▶ Schriftliche Aufgabe
Gib sämtliche folgenden Daten Zeile für Zeile unverändert aus.

○ ○ ○ ○ ○

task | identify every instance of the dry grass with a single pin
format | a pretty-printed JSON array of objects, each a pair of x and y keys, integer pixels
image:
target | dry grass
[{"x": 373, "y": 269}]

○ ○ ○ ○ ○

▶ Lösung dieser Aufgabe
task | identify every instance of the dry grass with a single pin
format | a pretty-printed JSON array of objects, each a pair of x and y keys, integer pixels
image:
target | dry grass
[{"x": 373, "y": 269}]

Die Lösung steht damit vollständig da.